**WHAT TO PRODUCE:**
From the line containing "Locate each instance of the dense" down to the last line of the records below, copy every line exactly. Leave out everything before it.

**TASK INPUT:**
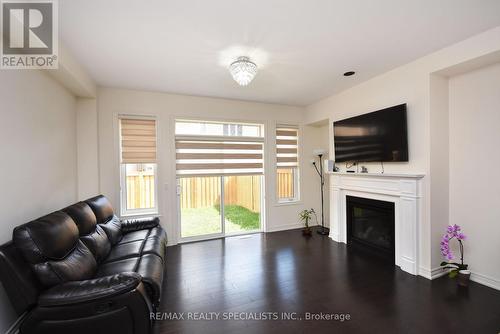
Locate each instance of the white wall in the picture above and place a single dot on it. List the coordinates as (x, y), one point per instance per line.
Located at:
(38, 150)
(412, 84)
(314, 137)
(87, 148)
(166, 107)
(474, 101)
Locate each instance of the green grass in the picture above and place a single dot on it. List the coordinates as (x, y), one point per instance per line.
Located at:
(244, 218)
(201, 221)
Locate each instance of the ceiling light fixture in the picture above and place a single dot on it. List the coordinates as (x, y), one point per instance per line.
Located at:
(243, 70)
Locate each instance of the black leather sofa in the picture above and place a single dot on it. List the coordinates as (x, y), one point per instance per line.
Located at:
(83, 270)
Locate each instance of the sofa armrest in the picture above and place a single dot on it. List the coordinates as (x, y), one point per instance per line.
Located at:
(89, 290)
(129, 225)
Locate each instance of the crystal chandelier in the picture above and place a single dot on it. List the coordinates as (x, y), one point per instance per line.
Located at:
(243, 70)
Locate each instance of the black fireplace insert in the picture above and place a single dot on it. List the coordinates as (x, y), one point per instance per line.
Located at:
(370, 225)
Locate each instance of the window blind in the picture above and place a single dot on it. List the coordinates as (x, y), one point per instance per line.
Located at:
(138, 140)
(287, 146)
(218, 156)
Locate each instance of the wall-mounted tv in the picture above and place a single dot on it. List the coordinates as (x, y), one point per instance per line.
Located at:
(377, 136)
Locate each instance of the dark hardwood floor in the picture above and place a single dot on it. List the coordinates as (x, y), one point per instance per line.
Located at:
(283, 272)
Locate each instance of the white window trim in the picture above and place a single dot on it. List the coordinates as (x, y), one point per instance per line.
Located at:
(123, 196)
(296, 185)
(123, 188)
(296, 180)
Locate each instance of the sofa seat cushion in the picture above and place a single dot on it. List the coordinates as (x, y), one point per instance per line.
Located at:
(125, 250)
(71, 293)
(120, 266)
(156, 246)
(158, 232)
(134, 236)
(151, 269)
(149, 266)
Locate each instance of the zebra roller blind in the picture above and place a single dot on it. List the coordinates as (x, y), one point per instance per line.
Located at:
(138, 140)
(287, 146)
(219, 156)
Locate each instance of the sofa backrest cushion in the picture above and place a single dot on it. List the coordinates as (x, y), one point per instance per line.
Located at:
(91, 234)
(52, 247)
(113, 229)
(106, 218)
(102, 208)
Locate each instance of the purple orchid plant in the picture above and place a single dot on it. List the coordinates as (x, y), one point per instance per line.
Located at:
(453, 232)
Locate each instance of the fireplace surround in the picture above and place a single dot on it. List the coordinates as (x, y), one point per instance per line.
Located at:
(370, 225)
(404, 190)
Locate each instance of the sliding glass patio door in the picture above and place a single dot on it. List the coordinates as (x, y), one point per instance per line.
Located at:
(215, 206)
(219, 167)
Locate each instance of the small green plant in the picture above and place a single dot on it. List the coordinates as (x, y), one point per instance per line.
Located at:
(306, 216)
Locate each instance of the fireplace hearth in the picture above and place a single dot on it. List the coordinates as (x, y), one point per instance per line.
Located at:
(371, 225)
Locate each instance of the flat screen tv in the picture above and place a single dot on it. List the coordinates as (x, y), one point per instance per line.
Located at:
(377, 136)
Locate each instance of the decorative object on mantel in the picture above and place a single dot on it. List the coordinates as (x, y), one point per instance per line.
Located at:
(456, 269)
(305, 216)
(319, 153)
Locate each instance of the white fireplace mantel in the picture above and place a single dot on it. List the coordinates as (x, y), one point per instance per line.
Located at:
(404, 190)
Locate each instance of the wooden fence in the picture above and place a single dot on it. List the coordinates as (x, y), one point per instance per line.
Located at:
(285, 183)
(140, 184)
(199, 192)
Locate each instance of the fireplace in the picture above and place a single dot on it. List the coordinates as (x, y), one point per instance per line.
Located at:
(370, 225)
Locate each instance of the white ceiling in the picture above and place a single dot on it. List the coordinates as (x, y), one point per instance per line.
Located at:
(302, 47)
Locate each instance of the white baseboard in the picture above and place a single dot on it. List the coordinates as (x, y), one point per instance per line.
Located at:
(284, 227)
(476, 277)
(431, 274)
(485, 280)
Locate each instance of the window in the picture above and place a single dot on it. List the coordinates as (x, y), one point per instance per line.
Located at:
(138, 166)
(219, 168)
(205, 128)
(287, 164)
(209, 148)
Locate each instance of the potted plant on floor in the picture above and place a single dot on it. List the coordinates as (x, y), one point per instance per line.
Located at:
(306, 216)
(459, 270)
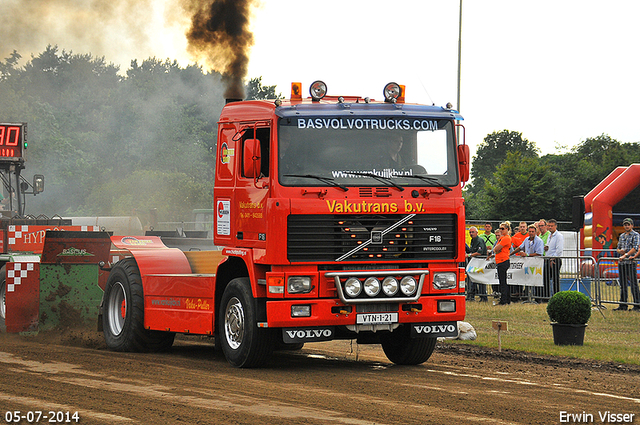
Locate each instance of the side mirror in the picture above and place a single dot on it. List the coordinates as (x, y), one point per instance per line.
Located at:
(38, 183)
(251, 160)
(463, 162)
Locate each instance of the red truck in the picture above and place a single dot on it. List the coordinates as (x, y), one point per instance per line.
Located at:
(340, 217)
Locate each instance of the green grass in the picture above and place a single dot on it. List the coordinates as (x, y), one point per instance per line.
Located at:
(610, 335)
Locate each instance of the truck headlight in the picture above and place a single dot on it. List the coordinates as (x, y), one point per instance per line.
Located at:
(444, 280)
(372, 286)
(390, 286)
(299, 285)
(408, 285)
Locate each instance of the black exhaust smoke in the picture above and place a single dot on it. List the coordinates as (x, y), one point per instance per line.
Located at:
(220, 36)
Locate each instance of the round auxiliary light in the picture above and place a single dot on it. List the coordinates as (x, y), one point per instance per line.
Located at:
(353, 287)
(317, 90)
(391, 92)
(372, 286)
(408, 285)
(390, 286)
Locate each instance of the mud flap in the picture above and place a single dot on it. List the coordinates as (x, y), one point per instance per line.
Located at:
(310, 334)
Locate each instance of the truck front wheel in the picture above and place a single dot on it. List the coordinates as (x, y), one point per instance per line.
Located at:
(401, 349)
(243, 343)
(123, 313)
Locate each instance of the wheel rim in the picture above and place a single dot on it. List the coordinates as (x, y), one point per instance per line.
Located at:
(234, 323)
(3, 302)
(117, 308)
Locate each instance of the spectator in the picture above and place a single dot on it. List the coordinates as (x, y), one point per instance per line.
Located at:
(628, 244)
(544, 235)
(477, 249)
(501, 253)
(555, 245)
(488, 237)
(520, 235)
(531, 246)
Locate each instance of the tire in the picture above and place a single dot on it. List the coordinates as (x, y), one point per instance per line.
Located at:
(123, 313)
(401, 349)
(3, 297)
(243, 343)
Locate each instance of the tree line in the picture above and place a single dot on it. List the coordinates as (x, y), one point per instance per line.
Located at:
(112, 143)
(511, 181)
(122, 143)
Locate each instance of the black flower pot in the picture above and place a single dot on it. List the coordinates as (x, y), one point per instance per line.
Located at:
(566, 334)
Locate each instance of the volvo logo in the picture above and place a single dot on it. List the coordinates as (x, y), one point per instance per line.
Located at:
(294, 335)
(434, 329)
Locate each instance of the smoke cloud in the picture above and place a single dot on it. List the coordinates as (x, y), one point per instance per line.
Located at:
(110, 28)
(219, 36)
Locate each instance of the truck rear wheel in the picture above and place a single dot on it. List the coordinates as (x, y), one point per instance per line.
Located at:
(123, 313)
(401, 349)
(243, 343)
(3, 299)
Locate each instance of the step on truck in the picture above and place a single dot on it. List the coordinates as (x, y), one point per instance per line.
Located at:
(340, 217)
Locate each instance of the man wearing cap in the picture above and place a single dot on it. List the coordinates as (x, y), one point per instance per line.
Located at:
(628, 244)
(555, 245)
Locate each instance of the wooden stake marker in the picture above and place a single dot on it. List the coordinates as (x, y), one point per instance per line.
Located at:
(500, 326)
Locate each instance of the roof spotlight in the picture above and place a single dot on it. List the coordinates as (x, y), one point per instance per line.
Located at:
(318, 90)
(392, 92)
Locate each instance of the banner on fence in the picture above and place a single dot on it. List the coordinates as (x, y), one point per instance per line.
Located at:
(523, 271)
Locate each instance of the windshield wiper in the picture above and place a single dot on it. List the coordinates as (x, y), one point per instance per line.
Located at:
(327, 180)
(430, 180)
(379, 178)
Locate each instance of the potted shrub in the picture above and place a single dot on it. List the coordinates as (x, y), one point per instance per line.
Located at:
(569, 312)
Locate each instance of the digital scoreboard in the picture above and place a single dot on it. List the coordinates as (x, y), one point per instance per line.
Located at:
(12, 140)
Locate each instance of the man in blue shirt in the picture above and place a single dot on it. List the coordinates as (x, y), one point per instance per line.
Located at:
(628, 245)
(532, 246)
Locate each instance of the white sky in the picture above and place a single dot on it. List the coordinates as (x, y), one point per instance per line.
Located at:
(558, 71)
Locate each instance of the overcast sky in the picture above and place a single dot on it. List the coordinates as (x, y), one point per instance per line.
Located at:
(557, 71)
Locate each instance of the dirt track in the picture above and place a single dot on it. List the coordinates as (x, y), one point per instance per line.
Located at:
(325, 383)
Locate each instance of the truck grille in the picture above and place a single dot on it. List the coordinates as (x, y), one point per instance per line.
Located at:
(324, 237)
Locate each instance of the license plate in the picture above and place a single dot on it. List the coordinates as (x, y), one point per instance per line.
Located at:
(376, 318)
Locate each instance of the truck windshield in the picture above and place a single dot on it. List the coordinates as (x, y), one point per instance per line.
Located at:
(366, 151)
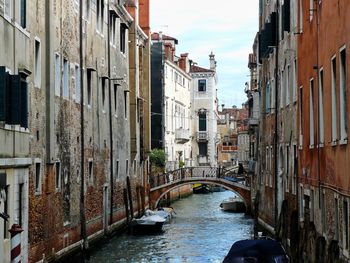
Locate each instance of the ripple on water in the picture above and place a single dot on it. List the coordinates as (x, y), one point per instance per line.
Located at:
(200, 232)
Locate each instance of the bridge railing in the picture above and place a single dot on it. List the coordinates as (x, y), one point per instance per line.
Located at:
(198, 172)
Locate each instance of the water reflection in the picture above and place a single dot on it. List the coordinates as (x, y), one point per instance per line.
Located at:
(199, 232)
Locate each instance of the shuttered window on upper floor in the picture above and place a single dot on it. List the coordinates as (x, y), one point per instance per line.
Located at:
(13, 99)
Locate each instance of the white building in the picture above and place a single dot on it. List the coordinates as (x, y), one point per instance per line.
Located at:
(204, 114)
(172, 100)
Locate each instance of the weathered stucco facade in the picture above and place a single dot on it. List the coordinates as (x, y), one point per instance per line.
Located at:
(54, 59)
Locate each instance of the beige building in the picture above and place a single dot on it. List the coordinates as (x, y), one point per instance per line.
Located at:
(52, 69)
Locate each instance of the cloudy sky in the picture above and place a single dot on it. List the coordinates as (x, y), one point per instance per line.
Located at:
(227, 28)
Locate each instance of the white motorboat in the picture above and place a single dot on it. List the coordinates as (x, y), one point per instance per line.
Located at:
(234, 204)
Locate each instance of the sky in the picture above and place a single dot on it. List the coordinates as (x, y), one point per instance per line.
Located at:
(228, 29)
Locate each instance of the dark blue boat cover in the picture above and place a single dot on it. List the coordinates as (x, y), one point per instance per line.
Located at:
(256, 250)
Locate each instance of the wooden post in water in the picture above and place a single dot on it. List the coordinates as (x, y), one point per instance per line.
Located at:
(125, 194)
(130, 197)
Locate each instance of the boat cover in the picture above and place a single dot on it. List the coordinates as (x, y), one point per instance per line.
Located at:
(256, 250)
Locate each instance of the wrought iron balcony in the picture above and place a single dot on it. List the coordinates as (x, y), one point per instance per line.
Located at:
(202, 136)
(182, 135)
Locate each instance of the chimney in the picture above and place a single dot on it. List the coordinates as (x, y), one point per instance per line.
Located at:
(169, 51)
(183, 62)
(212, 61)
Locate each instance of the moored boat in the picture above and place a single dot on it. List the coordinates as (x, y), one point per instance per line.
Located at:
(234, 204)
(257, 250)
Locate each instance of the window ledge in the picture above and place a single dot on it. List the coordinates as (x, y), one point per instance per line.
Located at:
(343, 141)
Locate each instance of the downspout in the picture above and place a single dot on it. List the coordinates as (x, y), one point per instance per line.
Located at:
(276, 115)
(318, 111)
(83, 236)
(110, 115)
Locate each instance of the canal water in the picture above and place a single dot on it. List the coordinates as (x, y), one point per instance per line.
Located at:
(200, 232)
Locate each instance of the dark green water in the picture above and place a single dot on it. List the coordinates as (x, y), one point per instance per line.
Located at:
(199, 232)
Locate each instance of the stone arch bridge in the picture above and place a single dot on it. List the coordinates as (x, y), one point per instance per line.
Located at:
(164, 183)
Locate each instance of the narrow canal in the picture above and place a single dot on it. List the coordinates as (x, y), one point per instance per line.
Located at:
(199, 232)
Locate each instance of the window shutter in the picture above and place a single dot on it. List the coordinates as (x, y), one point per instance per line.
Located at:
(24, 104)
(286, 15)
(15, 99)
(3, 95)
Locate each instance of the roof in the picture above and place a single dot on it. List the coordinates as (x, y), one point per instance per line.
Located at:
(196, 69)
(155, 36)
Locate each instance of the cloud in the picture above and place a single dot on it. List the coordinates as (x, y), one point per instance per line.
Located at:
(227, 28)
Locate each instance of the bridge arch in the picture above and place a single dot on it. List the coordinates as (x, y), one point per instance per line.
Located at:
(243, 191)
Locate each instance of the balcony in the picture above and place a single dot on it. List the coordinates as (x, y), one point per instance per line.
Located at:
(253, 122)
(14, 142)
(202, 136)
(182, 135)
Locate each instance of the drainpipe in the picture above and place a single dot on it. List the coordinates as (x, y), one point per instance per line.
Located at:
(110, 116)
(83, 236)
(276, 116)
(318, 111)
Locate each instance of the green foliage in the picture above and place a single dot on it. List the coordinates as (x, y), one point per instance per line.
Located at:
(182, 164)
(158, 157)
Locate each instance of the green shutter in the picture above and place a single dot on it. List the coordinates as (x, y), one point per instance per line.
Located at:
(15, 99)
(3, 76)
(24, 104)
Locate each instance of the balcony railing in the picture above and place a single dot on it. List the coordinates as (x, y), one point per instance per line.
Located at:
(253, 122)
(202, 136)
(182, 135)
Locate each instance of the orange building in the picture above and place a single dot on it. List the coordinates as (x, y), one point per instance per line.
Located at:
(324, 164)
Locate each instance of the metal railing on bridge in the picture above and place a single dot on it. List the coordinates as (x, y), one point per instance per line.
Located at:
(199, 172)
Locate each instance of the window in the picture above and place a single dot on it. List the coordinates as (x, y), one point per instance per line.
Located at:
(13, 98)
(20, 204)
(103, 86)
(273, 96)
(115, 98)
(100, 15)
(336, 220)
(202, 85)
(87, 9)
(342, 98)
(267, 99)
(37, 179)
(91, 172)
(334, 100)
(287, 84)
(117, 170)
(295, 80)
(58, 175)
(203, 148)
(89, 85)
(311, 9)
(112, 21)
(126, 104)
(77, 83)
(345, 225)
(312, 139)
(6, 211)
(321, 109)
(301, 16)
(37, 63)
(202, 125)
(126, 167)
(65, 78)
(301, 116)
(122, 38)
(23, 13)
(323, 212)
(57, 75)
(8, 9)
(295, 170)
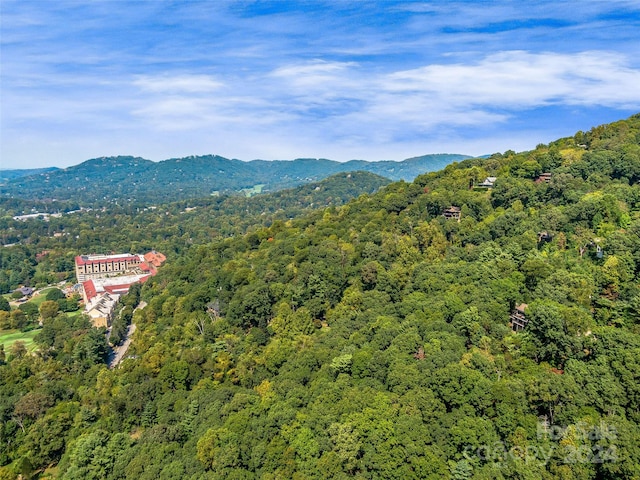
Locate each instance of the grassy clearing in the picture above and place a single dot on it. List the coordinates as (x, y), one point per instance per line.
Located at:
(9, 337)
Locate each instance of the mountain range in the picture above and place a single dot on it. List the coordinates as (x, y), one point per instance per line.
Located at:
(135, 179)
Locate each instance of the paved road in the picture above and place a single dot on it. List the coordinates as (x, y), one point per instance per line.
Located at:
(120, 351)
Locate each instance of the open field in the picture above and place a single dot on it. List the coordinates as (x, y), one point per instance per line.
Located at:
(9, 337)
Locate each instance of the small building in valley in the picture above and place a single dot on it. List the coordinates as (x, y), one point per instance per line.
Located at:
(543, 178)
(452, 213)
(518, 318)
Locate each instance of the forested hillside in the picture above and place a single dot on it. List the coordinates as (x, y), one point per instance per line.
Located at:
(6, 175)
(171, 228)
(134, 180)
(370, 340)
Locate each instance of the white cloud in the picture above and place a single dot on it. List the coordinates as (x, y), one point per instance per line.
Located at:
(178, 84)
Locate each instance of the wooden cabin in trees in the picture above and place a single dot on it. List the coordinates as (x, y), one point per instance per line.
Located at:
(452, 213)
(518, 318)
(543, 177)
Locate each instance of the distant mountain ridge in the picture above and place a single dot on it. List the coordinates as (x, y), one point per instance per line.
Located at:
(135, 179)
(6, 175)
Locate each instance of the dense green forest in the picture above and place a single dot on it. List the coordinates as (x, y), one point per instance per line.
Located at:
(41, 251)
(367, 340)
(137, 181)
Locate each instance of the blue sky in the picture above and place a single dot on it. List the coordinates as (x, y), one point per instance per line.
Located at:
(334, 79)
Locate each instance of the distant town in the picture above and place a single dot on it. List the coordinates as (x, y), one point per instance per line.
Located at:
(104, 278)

**FINISHED ANSWER:**
Locate each instance of the dense green forest in the picture above and place a single dot on it. List the coordinates as (x, y), one point per instance per line.
Located at:
(41, 251)
(367, 340)
(137, 181)
Locate each instance of the blue sky in the picture above and place a single dot on it. List the coordinates as (x, y), one point per instance per line.
Located at:
(334, 79)
Locate each instance of the distant town in the picture above and place a single dot on it. List the coordinates as (x, y), one point per instance per line.
Located at:
(104, 278)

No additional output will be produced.